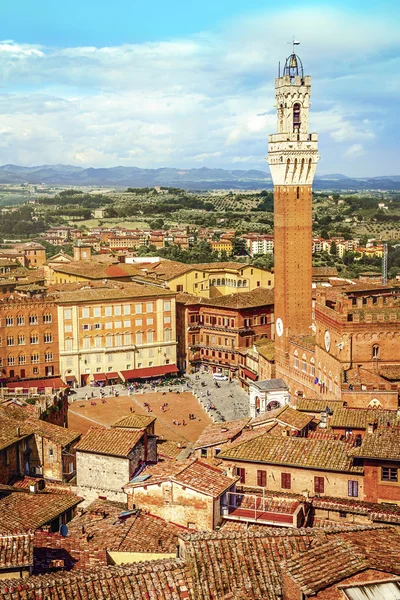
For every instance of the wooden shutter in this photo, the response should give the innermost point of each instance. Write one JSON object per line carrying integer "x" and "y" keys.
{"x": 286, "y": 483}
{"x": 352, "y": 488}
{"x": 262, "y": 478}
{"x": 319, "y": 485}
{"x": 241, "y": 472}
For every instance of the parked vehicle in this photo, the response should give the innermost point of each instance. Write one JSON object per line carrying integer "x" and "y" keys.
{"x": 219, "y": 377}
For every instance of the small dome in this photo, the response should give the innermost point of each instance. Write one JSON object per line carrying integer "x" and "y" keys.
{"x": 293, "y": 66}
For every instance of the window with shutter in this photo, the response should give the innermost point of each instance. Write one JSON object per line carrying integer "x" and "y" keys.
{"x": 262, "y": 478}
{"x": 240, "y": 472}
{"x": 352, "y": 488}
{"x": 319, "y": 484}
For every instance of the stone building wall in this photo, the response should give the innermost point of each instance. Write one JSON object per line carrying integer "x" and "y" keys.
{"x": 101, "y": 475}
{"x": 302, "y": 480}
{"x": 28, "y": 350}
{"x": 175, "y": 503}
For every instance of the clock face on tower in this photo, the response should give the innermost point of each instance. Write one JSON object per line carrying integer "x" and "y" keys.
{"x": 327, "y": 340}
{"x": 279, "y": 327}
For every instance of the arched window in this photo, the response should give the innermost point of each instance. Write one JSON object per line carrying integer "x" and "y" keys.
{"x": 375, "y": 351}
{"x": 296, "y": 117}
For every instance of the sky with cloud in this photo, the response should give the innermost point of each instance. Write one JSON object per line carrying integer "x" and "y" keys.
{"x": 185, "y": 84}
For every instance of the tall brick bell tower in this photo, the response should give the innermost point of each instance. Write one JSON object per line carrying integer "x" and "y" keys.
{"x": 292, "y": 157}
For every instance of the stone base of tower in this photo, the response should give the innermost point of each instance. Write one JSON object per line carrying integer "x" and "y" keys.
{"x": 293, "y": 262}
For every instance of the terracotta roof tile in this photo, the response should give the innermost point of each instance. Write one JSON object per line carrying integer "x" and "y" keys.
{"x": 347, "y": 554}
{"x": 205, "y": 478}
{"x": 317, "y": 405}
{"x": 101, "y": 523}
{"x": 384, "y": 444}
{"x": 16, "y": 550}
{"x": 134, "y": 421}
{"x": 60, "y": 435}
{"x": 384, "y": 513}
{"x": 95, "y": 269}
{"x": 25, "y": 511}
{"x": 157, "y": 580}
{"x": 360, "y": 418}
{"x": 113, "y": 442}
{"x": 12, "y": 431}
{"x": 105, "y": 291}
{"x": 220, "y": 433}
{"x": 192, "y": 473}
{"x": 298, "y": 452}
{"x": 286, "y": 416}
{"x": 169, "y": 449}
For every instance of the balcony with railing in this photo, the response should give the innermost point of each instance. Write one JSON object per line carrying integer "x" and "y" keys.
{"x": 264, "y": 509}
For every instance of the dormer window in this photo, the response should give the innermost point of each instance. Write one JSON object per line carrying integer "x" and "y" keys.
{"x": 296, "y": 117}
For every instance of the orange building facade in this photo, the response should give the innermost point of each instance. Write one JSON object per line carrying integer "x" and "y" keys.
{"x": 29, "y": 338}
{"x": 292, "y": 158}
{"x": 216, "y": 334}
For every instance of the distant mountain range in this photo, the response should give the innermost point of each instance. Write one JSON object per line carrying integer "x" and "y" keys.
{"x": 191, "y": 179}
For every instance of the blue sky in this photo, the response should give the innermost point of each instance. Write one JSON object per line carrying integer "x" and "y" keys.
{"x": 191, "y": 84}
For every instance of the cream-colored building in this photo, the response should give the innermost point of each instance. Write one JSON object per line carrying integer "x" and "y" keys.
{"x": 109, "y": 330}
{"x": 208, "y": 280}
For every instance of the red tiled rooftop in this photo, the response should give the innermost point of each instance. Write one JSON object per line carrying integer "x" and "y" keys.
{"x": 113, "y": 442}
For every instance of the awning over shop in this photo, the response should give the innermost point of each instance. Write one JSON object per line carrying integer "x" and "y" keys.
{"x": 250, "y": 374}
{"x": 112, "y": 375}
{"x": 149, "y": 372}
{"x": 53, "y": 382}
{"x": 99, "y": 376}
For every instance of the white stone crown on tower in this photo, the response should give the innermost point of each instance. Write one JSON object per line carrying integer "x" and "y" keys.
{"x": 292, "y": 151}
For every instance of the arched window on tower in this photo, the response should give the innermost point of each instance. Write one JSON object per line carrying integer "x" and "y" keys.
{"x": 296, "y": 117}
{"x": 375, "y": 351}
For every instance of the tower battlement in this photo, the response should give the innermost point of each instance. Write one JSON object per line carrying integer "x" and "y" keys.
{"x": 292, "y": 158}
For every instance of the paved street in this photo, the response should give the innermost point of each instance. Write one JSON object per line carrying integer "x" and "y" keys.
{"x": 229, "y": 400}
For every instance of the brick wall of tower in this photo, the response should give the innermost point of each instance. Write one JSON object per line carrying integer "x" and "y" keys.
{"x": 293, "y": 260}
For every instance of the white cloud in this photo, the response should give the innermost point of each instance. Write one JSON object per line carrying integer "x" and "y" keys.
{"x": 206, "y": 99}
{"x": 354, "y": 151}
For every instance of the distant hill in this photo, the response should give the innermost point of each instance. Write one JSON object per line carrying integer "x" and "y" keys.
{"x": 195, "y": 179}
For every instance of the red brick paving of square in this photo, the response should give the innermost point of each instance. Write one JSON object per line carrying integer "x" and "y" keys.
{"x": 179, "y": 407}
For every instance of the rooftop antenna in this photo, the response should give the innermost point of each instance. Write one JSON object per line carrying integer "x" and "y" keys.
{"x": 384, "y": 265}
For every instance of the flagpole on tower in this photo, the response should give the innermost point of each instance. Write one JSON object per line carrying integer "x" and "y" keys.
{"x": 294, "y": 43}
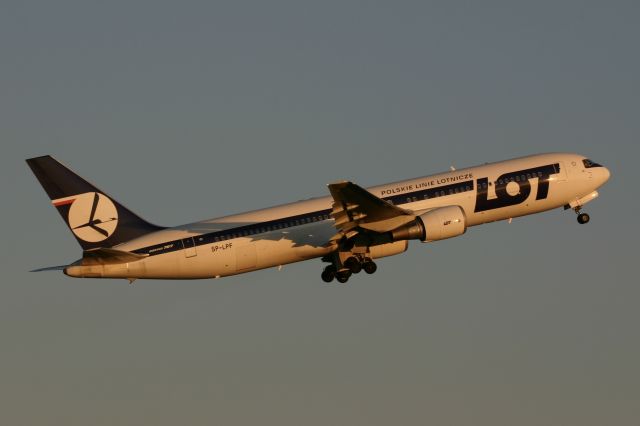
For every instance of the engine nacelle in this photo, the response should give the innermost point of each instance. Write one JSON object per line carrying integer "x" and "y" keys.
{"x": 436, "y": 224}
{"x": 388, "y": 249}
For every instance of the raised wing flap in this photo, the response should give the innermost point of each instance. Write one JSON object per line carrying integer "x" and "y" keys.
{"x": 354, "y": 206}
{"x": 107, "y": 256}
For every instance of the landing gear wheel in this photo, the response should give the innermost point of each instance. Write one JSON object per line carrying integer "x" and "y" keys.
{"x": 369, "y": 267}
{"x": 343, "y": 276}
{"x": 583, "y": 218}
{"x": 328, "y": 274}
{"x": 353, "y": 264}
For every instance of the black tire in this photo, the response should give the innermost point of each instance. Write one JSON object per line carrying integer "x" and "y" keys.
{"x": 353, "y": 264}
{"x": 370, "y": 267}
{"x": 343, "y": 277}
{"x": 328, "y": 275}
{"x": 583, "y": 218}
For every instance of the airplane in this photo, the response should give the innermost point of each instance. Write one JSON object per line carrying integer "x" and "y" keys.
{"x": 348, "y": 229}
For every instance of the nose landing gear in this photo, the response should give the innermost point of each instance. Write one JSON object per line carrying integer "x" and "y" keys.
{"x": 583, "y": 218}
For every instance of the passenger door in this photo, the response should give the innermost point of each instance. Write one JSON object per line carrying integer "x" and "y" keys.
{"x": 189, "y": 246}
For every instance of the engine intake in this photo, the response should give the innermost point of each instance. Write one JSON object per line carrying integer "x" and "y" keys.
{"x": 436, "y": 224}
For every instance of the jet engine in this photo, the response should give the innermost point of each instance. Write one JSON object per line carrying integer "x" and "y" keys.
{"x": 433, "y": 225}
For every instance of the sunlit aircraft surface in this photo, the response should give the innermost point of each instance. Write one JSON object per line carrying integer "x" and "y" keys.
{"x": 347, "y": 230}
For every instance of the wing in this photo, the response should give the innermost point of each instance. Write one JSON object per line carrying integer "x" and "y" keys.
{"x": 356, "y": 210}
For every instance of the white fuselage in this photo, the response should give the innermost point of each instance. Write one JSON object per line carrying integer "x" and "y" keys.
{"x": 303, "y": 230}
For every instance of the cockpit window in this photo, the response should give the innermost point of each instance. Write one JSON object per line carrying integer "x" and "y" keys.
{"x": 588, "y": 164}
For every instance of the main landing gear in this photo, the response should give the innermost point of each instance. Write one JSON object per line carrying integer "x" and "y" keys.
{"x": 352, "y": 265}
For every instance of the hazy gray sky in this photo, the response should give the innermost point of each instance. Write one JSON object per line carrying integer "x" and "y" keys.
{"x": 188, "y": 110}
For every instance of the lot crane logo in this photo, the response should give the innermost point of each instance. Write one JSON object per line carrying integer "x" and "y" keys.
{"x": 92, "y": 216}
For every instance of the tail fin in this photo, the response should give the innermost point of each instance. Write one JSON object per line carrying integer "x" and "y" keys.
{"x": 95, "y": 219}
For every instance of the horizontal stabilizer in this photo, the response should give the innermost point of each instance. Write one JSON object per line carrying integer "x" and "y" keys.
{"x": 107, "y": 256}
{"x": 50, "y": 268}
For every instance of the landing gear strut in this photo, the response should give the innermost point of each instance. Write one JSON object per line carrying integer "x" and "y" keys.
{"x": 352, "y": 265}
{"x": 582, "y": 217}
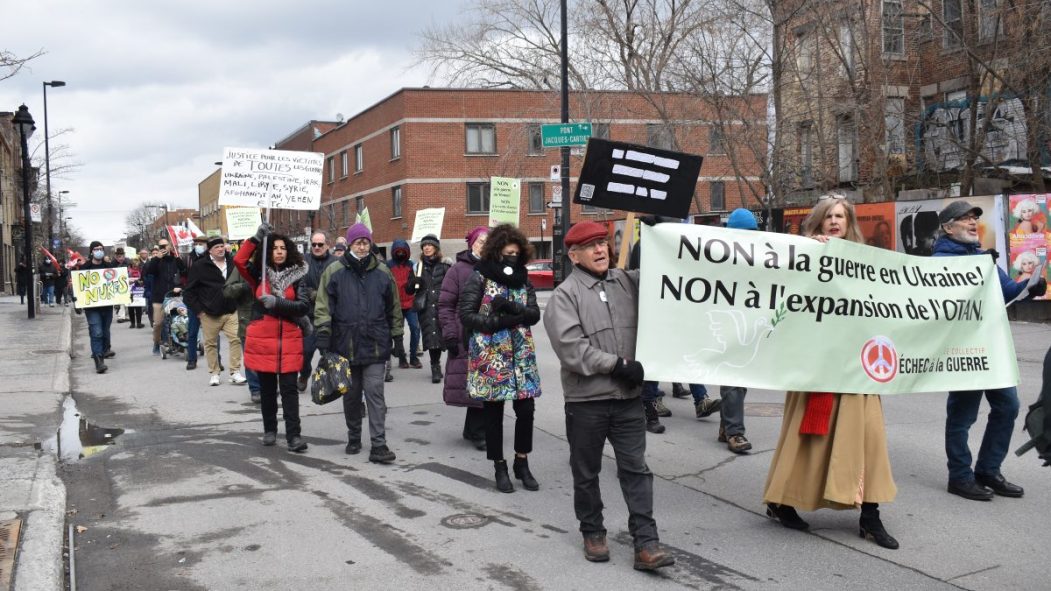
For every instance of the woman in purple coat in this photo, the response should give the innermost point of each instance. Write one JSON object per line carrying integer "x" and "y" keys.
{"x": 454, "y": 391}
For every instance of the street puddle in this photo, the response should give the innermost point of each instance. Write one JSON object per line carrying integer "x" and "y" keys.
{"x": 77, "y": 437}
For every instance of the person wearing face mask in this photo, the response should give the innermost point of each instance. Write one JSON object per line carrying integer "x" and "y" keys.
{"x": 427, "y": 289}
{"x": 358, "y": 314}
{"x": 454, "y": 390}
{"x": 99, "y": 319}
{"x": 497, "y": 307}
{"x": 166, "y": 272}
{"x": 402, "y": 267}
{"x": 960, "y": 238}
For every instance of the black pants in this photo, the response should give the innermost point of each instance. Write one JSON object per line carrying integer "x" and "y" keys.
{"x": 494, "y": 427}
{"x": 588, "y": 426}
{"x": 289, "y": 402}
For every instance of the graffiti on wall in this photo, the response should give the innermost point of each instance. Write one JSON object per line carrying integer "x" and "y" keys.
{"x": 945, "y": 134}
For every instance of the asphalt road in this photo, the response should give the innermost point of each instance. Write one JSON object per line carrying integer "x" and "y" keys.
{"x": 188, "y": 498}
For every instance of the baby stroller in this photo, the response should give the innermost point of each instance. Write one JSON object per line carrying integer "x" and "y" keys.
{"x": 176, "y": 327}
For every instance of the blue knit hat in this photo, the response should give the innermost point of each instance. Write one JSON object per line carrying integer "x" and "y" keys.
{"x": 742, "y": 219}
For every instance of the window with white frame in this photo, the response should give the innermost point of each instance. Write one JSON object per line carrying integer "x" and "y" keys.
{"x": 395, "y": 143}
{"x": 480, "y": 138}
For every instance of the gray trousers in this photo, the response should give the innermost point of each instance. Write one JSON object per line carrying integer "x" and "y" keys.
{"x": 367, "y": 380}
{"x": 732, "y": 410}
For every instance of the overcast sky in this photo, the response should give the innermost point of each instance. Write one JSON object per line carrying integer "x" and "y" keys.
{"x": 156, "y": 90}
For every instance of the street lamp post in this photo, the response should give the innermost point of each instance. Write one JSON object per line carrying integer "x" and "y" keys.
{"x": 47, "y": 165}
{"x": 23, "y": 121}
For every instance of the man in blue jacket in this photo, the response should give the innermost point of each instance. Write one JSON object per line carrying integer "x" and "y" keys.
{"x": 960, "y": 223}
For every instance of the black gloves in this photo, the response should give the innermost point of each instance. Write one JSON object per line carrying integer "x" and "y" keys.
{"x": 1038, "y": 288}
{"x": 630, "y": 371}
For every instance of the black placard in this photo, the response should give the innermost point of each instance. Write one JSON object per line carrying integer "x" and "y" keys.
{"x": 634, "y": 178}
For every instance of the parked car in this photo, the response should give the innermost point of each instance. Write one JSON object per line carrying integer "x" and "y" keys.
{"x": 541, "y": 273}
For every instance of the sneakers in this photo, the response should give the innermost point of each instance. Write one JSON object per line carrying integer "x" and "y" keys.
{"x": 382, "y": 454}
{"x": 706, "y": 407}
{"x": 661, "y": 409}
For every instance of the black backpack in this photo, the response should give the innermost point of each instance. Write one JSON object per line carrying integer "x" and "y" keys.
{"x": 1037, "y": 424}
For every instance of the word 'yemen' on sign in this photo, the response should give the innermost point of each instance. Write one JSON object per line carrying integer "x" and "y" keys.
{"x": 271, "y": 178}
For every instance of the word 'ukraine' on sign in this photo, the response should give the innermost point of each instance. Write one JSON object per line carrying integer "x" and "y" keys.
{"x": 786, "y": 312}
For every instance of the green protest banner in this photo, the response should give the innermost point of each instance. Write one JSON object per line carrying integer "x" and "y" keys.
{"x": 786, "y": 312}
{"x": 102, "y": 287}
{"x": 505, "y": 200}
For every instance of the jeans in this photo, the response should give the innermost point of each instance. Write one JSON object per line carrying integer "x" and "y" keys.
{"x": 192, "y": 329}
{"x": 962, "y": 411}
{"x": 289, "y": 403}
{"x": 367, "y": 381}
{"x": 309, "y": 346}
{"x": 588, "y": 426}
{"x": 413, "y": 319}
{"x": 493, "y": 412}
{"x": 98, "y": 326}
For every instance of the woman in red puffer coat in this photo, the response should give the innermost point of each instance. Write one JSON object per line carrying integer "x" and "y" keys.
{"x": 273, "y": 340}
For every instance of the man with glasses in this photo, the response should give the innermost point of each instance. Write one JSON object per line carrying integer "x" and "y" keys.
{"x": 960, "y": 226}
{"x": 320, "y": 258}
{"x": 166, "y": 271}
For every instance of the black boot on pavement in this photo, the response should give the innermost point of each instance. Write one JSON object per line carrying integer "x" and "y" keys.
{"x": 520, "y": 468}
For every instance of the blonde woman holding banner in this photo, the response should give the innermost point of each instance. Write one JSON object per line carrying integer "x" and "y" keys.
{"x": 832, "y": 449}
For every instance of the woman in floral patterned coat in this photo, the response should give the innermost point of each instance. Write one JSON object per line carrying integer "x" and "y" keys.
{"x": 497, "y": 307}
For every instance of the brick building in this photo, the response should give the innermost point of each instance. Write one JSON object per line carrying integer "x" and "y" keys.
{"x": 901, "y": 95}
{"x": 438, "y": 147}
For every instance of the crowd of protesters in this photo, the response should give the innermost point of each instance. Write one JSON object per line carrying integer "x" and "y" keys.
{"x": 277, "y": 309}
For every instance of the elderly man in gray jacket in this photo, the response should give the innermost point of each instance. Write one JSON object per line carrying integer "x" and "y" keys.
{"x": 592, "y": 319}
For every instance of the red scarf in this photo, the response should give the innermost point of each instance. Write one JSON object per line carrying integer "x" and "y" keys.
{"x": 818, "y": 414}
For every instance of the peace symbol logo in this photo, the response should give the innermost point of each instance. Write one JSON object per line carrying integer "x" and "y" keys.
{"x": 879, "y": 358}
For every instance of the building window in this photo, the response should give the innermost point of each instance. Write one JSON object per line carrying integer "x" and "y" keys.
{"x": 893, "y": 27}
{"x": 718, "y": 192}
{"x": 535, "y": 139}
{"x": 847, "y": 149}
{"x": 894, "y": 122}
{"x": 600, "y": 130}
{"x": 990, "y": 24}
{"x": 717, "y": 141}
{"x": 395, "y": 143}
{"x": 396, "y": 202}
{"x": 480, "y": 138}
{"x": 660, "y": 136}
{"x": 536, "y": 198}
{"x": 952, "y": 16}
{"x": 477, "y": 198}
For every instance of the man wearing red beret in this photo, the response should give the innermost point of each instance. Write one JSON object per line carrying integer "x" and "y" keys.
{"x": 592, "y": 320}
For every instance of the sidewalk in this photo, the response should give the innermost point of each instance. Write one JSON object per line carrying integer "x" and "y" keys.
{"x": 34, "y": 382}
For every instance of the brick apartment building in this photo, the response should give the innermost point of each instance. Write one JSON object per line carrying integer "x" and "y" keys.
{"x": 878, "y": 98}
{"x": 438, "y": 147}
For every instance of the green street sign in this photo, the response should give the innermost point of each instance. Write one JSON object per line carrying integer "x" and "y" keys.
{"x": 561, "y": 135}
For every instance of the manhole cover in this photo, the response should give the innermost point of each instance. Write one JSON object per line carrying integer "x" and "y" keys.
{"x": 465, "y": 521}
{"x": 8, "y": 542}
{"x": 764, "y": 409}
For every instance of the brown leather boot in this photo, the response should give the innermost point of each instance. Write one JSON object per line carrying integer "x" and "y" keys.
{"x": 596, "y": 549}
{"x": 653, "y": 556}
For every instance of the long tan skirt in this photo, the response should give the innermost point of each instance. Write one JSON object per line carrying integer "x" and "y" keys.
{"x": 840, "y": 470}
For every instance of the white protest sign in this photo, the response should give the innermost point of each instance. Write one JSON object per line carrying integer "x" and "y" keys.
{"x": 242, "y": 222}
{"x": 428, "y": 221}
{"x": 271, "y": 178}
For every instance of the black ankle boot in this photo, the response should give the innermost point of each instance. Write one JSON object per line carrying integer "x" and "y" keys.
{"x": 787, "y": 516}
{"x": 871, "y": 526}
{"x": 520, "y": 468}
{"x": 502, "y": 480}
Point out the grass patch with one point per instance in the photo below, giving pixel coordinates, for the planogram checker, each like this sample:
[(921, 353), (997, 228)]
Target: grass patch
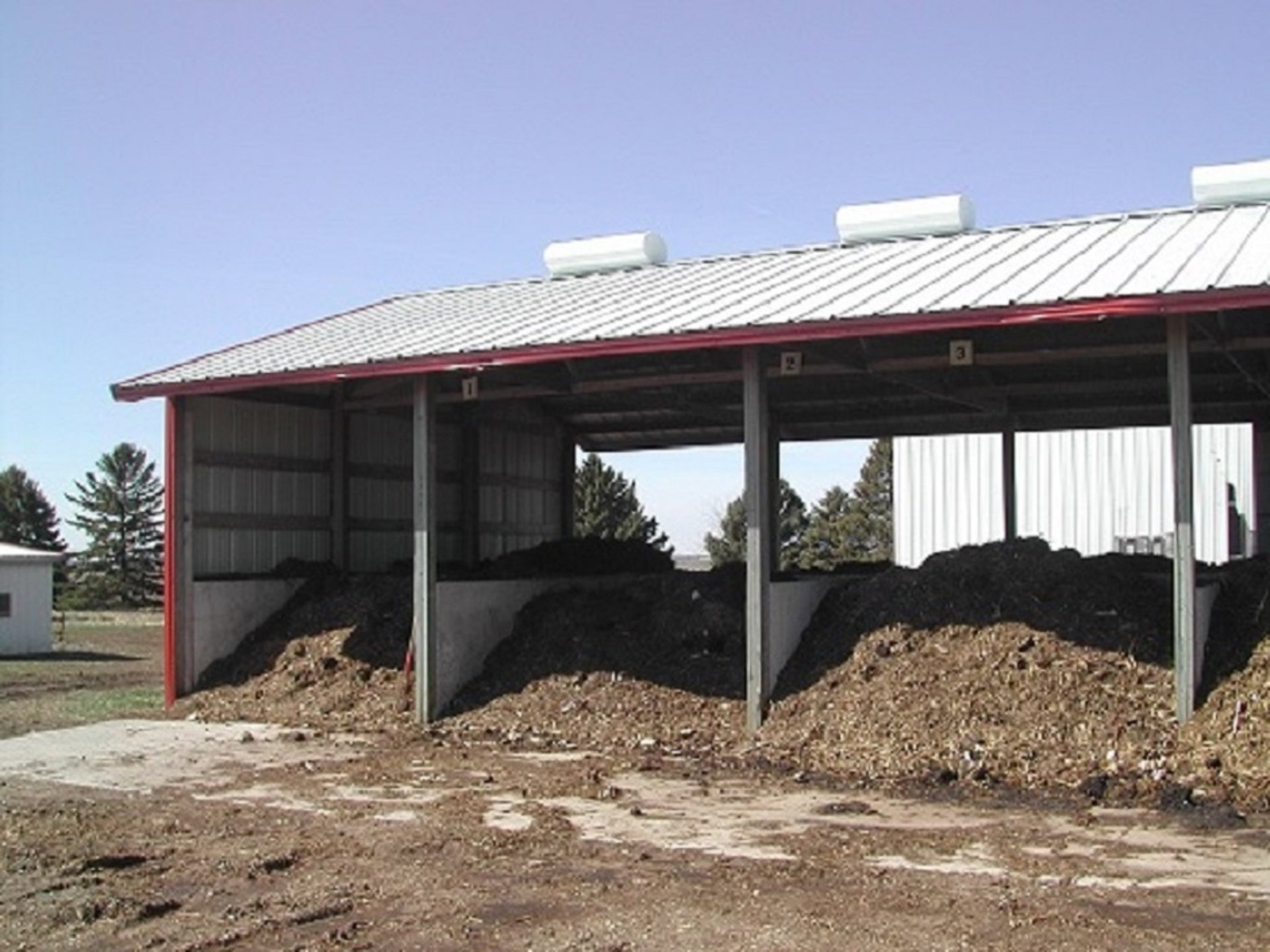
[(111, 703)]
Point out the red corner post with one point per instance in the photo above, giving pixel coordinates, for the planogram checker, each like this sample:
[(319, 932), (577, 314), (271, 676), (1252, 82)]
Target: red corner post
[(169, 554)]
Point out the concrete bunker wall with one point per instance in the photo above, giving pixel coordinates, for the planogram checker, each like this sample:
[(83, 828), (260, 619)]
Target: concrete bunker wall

**What you will do**
Search the data for the string "concrete" and copy every line where it appears.

**Result for this task**
Point out the concrete bunker wall with one point per instance in the photo above, giving pixel coordinates, for the planogram checker, each like this sample:
Target: concrete bunker wall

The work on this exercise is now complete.